Description of the task: Find each line in the items below that contains the word "shoe" and copy those lines out in full.

Stored dataset items:
* BEGIN *

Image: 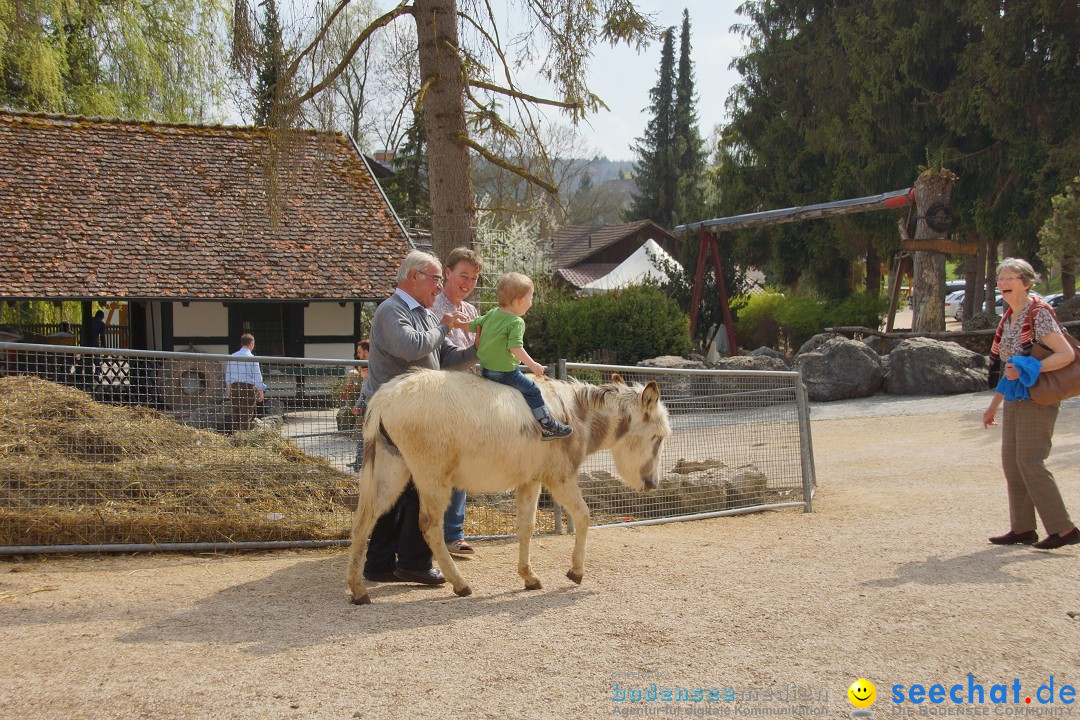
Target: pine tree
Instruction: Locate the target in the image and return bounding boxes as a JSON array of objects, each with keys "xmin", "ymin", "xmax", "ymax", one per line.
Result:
[
  {"xmin": 386, "ymin": 111, "xmax": 431, "ymax": 230},
  {"xmin": 626, "ymin": 28, "xmax": 677, "ymax": 228},
  {"xmin": 673, "ymin": 10, "xmax": 706, "ymax": 225},
  {"xmin": 254, "ymin": 0, "xmax": 285, "ymax": 126}
]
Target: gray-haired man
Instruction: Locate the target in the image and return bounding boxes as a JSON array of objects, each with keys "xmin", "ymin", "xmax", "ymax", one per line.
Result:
[{"xmin": 361, "ymin": 250, "xmax": 476, "ymax": 585}]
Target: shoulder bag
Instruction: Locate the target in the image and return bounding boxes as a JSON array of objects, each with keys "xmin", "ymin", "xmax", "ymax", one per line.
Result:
[{"xmin": 1028, "ymin": 324, "xmax": 1080, "ymax": 405}]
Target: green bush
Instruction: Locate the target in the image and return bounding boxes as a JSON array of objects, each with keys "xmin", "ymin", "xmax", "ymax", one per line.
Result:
[
  {"xmin": 732, "ymin": 291, "xmax": 889, "ymax": 351},
  {"xmin": 731, "ymin": 290, "xmax": 786, "ymax": 350},
  {"xmin": 825, "ymin": 293, "xmax": 889, "ymax": 329},
  {"xmin": 525, "ymin": 285, "xmax": 690, "ymax": 365}
]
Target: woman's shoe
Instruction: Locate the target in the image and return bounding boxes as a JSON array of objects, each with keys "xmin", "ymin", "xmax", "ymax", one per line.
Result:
[
  {"xmin": 1035, "ymin": 528, "xmax": 1080, "ymax": 551},
  {"xmin": 989, "ymin": 530, "xmax": 1039, "ymax": 545}
]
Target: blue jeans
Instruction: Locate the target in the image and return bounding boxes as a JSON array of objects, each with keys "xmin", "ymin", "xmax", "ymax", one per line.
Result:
[
  {"xmin": 443, "ymin": 488, "xmax": 465, "ymax": 543},
  {"xmin": 481, "ymin": 367, "xmax": 548, "ymax": 420},
  {"xmin": 353, "ymin": 398, "xmax": 367, "ymax": 473}
]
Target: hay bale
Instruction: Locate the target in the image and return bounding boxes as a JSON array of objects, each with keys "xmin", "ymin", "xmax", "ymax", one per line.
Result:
[{"xmin": 0, "ymin": 377, "xmax": 355, "ymax": 545}]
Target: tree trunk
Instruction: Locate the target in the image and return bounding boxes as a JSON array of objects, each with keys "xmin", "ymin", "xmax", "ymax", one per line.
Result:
[
  {"xmin": 963, "ymin": 237, "xmax": 990, "ymax": 317},
  {"xmin": 983, "ymin": 241, "xmax": 998, "ymax": 315},
  {"xmin": 414, "ymin": 0, "xmax": 476, "ymax": 258},
  {"xmin": 912, "ymin": 169, "xmax": 956, "ymax": 332}
]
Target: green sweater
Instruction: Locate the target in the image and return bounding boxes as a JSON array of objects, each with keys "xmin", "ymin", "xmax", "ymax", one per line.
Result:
[{"xmin": 469, "ymin": 308, "xmax": 525, "ymax": 372}]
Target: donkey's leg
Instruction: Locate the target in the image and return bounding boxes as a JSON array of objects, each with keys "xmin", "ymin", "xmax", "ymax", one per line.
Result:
[
  {"xmin": 347, "ymin": 443, "xmax": 409, "ymax": 604},
  {"xmin": 548, "ymin": 477, "xmax": 589, "ymax": 585},
  {"xmin": 413, "ymin": 479, "xmax": 472, "ymax": 597},
  {"xmin": 516, "ymin": 483, "xmax": 542, "ymax": 590}
]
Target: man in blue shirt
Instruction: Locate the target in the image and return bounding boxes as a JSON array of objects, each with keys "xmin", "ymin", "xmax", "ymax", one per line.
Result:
[{"xmin": 225, "ymin": 332, "xmax": 267, "ymax": 433}]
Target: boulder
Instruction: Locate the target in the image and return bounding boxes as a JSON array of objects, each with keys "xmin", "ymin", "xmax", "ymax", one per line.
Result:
[
  {"xmin": 795, "ymin": 335, "xmax": 885, "ymax": 400},
  {"xmin": 724, "ymin": 464, "xmax": 769, "ymax": 510},
  {"xmin": 795, "ymin": 332, "xmax": 843, "ymax": 357},
  {"xmin": 637, "ymin": 355, "xmax": 705, "ymax": 412},
  {"xmin": 885, "ymin": 338, "xmax": 987, "ymax": 395},
  {"xmin": 863, "ymin": 335, "xmax": 896, "ymax": 355},
  {"xmin": 713, "ymin": 355, "xmax": 792, "ymax": 370},
  {"xmin": 637, "ymin": 355, "xmax": 705, "ymax": 370}
]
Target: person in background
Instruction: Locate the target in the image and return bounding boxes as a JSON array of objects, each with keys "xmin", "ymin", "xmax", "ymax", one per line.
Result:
[
  {"xmin": 983, "ymin": 258, "xmax": 1080, "ymax": 549},
  {"xmin": 352, "ymin": 250, "xmax": 476, "ymax": 585},
  {"xmin": 86, "ymin": 310, "xmax": 105, "ymax": 348},
  {"xmin": 431, "ymin": 247, "xmax": 484, "ymax": 555},
  {"xmin": 225, "ymin": 332, "xmax": 267, "ymax": 433}
]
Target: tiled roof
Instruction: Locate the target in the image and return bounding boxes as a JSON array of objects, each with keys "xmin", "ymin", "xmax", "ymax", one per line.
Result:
[
  {"xmin": 551, "ymin": 220, "xmax": 674, "ymax": 268},
  {"xmin": 555, "ymin": 262, "xmax": 619, "ymax": 290},
  {"xmin": 0, "ymin": 112, "xmax": 410, "ymax": 300}
]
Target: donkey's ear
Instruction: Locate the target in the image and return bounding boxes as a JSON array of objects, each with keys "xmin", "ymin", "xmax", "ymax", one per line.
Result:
[{"xmin": 642, "ymin": 380, "xmax": 660, "ymax": 412}]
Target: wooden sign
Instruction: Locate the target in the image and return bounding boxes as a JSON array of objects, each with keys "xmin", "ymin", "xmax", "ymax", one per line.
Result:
[{"xmin": 900, "ymin": 240, "xmax": 978, "ymax": 255}]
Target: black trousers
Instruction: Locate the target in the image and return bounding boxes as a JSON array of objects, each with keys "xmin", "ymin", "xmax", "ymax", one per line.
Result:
[{"xmin": 364, "ymin": 480, "xmax": 431, "ymax": 573}]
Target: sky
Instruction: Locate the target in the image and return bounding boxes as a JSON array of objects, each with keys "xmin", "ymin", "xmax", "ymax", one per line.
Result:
[
  {"xmin": 580, "ymin": 0, "xmax": 745, "ymax": 160},
  {"xmin": 270, "ymin": 0, "xmax": 744, "ymax": 160}
]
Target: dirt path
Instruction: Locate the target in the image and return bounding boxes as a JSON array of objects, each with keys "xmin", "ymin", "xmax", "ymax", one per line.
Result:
[{"xmin": 0, "ymin": 396, "xmax": 1080, "ymax": 719}]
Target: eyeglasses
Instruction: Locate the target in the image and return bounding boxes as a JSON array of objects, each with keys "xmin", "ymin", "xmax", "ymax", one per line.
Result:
[{"xmin": 416, "ymin": 270, "xmax": 443, "ymax": 285}]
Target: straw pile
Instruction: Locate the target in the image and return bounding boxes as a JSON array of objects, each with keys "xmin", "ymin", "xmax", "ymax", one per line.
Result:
[{"xmin": 0, "ymin": 377, "xmax": 355, "ymax": 546}]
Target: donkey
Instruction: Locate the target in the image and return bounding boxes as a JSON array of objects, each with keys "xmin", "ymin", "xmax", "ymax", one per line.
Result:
[{"xmin": 348, "ymin": 370, "xmax": 671, "ymax": 604}]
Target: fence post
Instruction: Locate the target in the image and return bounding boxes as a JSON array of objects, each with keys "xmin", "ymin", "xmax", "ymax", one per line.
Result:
[{"xmin": 795, "ymin": 372, "xmax": 818, "ymax": 513}]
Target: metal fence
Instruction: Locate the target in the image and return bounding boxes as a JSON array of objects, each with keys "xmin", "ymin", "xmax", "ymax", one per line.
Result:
[{"xmin": 0, "ymin": 343, "xmax": 813, "ymax": 554}]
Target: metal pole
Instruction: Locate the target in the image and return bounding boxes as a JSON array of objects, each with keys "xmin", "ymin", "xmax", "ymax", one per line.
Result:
[{"xmin": 795, "ymin": 373, "xmax": 818, "ymax": 513}]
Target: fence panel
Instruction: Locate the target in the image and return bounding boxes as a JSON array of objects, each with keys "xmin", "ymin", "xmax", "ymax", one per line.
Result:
[{"xmin": 0, "ymin": 343, "xmax": 812, "ymax": 554}]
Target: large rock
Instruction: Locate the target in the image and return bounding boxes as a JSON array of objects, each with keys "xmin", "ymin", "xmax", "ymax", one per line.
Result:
[
  {"xmin": 637, "ymin": 355, "xmax": 705, "ymax": 370},
  {"xmin": 713, "ymin": 355, "xmax": 792, "ymax": 371},
  {"xmin": 885, "ymin": 338, "xmax": 987, "ymax": 395},
  {"xmin": 637, "ymin": 355, "xmax": 705, "ymax": 413},
  {"xmin": 795, "ymin": 335, "xmax": 885, "ymax": 400}
]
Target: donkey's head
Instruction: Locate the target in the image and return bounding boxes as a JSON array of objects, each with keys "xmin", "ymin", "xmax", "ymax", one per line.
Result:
[{"xmin": 611, "ymin": 375, "xmax": 671, "ymax": 491}]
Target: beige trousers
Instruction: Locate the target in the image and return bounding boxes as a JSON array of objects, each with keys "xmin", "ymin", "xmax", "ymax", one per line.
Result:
[{"xmin": 1001, "ymin": 400, "xmax": 1072, "ymax": 534}]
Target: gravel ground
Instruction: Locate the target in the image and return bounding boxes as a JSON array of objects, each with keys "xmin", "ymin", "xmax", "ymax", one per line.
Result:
[{"xmin": 0, "ymin": 394, "xmax": 1080, "ymax": 719}]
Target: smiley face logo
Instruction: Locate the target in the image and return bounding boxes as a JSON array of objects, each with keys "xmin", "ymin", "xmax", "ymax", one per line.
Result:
[{"xmin": 848, "ymin": 678, "xmax": 877, "ymax": 707}]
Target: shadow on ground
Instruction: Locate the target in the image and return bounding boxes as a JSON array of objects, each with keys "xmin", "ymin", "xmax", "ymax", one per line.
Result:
[{"xmin": 118, "ymin": 554, "xmax": 592, "ymax": 655}]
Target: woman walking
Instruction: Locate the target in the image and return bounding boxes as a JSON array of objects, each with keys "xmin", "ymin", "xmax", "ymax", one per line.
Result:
[{"xmin": 983, "ymin": 258, "xmax": 1080, "ymax": 549}]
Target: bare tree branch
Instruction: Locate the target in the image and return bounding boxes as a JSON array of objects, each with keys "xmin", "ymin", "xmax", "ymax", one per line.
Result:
[
  {"xmin": 291, "ymin": 0, "xmax": 413, "ymax": 110},
  {"xmin": 285, "ymin": 0, "xmax": 352, "ymax": 78},
  {"xmin": 465, "ymin": 78, "xmax": 587, "ymax": 110},
  {"xmin": 455, "ymin": 135, "xmax": 558, "ymax": 195}
]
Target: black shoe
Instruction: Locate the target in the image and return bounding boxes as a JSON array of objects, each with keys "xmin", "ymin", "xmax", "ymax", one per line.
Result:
[
  {"xmin": 989, "ymin": 530, "xmax": 1039, "ymax": 545},
  {"xmin": 364, "ymin": 570, "xmax": 397, "ymax": 583},
  {"xmin": 394, "ymin": 568, "xmax": 446, "ymax": 585},
  {"xmin": 1035, "ymin": 528, "xmax": 1080, "ymax": 551},
  {"xmin": 538, "ymin": 415, "xmax": 573, "ymax": 441}
]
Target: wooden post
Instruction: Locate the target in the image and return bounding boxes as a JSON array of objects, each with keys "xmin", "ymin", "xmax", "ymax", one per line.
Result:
[{"xmin": 901, "ymin": 168, "xmax": 956, "ymax": 332}]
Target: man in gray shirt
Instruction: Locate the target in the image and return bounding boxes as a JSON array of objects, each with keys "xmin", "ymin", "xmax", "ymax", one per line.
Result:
[{"xmin": 361, "ymin": 250, "xmax": 476, "ymax": 585}]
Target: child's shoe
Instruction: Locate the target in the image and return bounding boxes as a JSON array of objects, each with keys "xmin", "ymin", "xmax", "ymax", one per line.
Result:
[{"xmin": 538, "ymin": 415, "xmax": 573, "ymax": 441}]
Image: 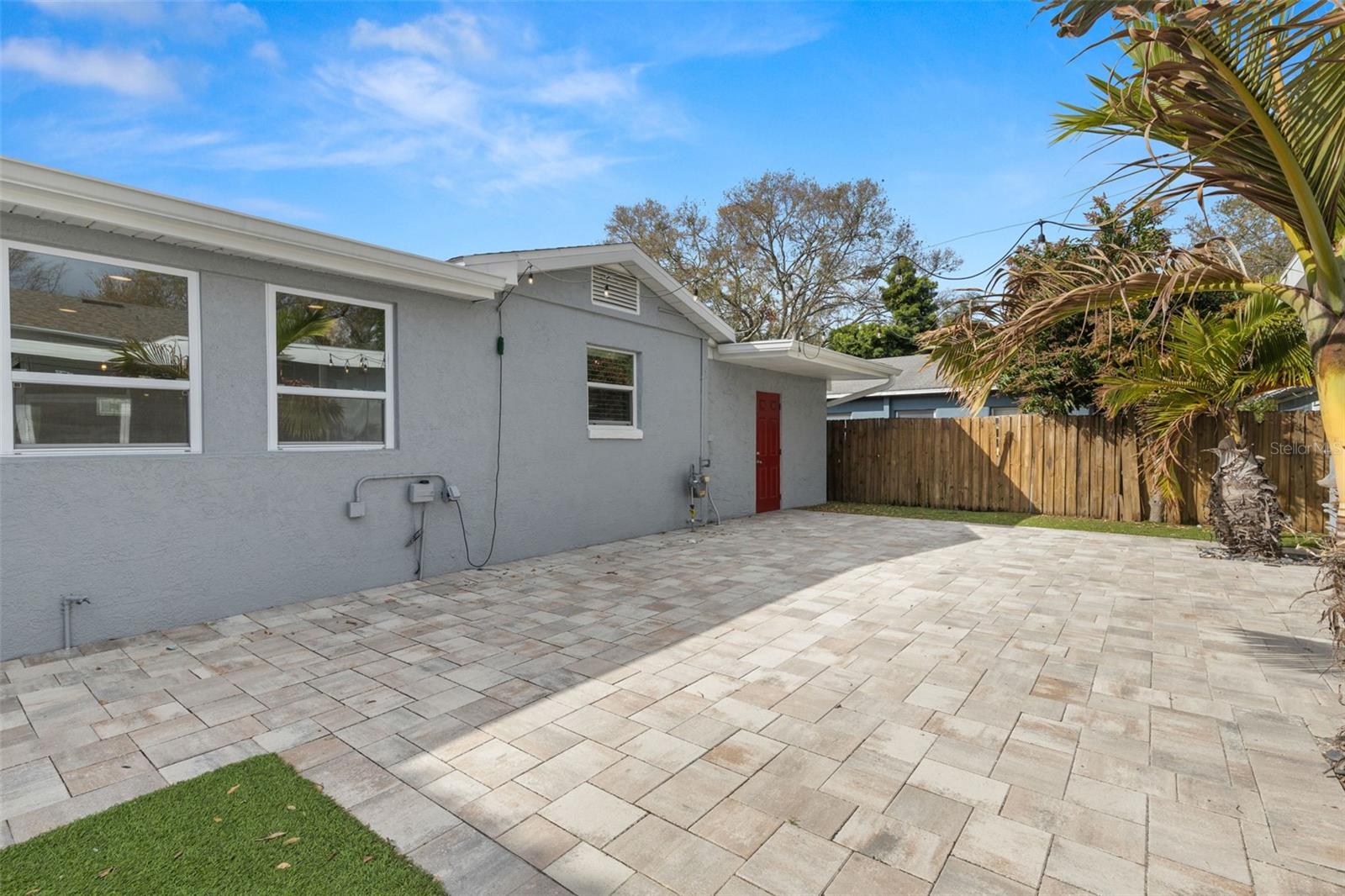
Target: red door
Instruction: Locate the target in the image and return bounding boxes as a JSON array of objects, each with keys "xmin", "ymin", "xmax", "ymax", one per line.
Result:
[{"xmin": 757, "ymin": 392, "xmax": 780, "ymax": 514}]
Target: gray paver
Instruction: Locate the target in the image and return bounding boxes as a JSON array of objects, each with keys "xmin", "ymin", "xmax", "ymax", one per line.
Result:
[{"xmin": 0, "ymin": 511, "xmax": 1345, "ymax": 896}]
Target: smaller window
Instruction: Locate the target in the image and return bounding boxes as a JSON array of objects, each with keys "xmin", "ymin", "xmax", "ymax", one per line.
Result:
[
  {"xmin": 593, "ymin": 266, "xmax": 641, "ymax": 314},
  {"xmin": 266, "ymin": 287, "xmax": 393, "ymax": 450},
  {"xmin": 588, "ymin": 345, "xmax": 641, "ymax": 439}
]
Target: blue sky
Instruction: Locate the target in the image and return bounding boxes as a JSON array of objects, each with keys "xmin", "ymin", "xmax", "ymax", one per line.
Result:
[{"xmin": 0, "ymin": 0, "xmax": 1141, "ymax": 287}]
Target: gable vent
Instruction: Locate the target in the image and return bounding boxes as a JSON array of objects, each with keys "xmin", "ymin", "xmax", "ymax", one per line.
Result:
[{"xmin": 593, "ymin": 266, "xmax": 641, "ymax": 314}]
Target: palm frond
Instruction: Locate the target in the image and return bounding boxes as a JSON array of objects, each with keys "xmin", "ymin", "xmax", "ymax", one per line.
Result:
[{"xmin": 1042, "ymin": 0, "xmax": 1345, "ymax": 305}]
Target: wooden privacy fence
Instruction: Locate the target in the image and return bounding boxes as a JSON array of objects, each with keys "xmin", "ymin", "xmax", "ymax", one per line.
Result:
[{"xmin": 827, "ymin": 412, "xmax": 1329, "ymax": 531}]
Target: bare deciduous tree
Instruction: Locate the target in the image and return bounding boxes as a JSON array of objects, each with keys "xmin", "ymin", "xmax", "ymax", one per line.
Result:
[{"xmin": 607, "ymin": 171, "xmax": 955, "ymax": 340}]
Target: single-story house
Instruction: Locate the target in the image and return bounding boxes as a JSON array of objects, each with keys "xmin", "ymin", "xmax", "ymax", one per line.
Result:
[
  {"xmin": 827, "ymin": 356, "xmax": 1018, "ymax": 419},
  {"xmin": 0, "ymin": 160, "xmax": 886, "ymax": 658}
]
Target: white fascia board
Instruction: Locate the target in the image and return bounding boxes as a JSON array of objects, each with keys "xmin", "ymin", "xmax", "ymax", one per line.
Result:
[
  {"xmin": 0, "ymin": 159, "xmax": 504, "ymax": 300},
  {"xmin": 827, "ymin": 386, "xmax": 1000, "ymax": 398},
  {"xmin": 717, "ymin": 339, "xmax": 899, "ymax": 383},
  {"xmin": 827, "ymin": 386, "xmax": 953, "ymax": 398},
  {"xmin": 451, "ymin": 242, "xmax": 736, "ymax": 345},
  {"xmin": 827, "ymin": 372, "xmax": 899, "ymax": 408}
]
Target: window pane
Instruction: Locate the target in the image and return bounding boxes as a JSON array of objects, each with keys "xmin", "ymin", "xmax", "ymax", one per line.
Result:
[
  {"xmin": 276, "ymin": 396, "xmax": 383, "ymax": 445},
  {"xmin": 589, "ymin": 386, "xmax": 635, "ymax": 426},
  {"xmin": 276, "ymin": 292, "xmax": 388, "ymax": 392},
  {"xmin": 8, "ymin": 249, "xmax": 187, "ymax": 379},
  {"xmin": 589, "ymin": 349, "xmax": 635, "ymax": 386},
  {"xmin": 13, "ymin": 382, "xmax": 190, "ymax": 448}
]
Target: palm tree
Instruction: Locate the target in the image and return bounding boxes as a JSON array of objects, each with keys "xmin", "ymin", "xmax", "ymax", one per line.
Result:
[
  {"xmin": 926, "ymin": 0, "xmax": 1345, "ymax": 624},
  {"xmin": 1098, "ymin": 295, "xmax": 1313, "ymax": 557}
]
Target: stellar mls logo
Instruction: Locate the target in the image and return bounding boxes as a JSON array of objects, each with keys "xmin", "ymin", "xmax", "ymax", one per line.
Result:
[{"xmin": 1269, "ymin": 441, "xmax": 1330, "ymax": 455}]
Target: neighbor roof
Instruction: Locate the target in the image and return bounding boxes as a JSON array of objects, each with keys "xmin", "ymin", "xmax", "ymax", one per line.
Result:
[
  {"xmin": 829, "ymin": 356, "xmax": 953, "ymax": 396},
  {"xmin": 449, "ymin": 242, "xmax": 736, "ymax": 343}
]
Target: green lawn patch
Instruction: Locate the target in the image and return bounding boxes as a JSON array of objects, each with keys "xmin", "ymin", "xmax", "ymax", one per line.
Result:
[
  {"xmin": 809, "ymin": 502, "xmax": 1212, "ymax": 540},
  {"xmin": 803, "ymin": 500, "xmax": 1327, "ymax": 551},
  {"xmin": 0, "ymin": 755, "xmax": 442, "ymax": 896}
]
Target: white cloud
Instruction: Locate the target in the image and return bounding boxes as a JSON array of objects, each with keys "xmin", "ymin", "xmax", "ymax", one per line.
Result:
[
  {"xmin": 0, "ymin": 38, "xmax": 177, "ymax": 98},
  {"xmin": 229, "ymin": 197, "xmax": 323, "ymax": 220},
  {"xmin": 323, "ymin": 56, "xmax": 477, "ymax": 126},
  {"xmin": 350, "ymin": 9, "xmax": 493, "ymax": 59},
  {"xmin": 29, "ymin": 0, "xmax": 164, "ymax": 25},
  {"xmin": 249, "ymin": 40, "xmax": 285, "ymax": 69},
  {"xmin": 533, "ymin": 66, "xmax": 639, "ymax": 106},
  {"xmin": 29, "ymin": 0, "xmax": 266, "ymax": 38},
  {"xmin": 482, "ymin": 130, "xmax": 617, "ymax": 192}
]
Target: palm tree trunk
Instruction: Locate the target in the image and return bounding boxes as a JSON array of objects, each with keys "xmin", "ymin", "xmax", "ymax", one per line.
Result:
[
  {"xmin": 1313, "ymin": 318, "xmax": 1345, "ymax": 542},
  {"xmin": 1313, "ymin": 318, "xmax": 1345, "ymax": 656}
]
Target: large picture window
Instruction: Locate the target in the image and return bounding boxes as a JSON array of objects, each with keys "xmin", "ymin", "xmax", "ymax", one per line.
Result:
[
  {"xmin": 588, "ymin": 345, "xmax": 641, "ymax": 439},
  {"xmin": 266, "ymin": 287, "xmax": 394, "ymax": 450},
  {"xmin": 0, "ymin": 242, "xmax": 200, "ymax": 453}
]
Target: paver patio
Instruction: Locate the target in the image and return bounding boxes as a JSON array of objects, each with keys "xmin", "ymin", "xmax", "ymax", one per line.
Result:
[{"xmin": 0, "ymin": 511, "xmax": 1345, "ymax": 896}]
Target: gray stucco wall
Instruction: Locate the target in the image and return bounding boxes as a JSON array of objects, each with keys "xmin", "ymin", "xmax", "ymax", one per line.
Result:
[{"xmin": 0, "ymin": 215, "xmax": 825, "ymax": 658}]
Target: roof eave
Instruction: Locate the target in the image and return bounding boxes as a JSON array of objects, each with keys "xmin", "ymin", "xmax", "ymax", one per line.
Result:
[
  {"xmin": 449, "ymin": 242, "xmax": 737, "ymax": 345},
  {"xmin": 0, "ymin": 159, "xmax": 504, "ymax": 300},
  {"xmin": 718, "ymin": 339, "xmax": 899, "ymax": 382}
]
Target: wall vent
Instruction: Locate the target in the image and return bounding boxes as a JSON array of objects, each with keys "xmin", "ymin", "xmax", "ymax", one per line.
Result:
[{"xmin": 593, "ymin": 265, "xmax": 641, "ymax": 314}]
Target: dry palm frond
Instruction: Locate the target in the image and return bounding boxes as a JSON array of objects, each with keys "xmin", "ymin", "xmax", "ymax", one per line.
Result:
[{"xmin": 924, "ymin": 249, "xmax": 1306, "ymax": 408}]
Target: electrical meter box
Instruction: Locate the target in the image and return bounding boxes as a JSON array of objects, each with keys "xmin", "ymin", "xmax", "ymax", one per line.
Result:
[{"xmin": 406, "ymin": 479, "xmax": 439, "ymax": 504}]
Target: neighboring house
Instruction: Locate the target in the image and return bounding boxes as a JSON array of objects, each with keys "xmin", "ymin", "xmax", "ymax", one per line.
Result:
[
  {"xmin": 0, "ymin": 160, "xmax": 885, "ymax": 658},
  {"xmin": 827, "ymin": 356, "xmax": 1018, "ymax": 419}
]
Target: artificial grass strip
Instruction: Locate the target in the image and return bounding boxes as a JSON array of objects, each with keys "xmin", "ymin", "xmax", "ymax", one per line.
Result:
[
  {"xmin": 809, "ymin": 502, "xmax": 1212, "ymax": 540},
  {"xmin": 0, "ymin": 755, "xmax": 442, "ymax": 896}
]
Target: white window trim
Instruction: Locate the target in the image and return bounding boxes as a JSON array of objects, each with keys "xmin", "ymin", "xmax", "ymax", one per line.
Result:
[
  {"xmin": 0, "ymin": 240, "xmax": 202, "ymax": 457},
  {"xmin": 266, "ymin": 282, "xmax": 397, "ymax": 451},
  {"xmin": 583, "ymin": 343, "xmax": 644, "ymax": 439}
]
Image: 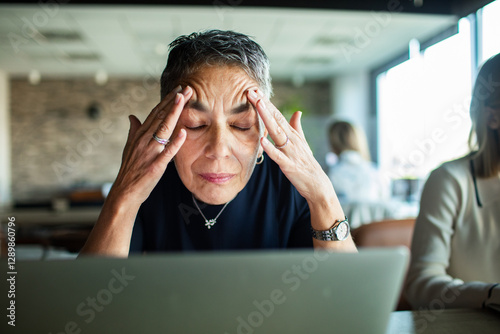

* END *

Solution to this exercise:
Target: woman's shoe
Target: black shoe
Target: child's shoe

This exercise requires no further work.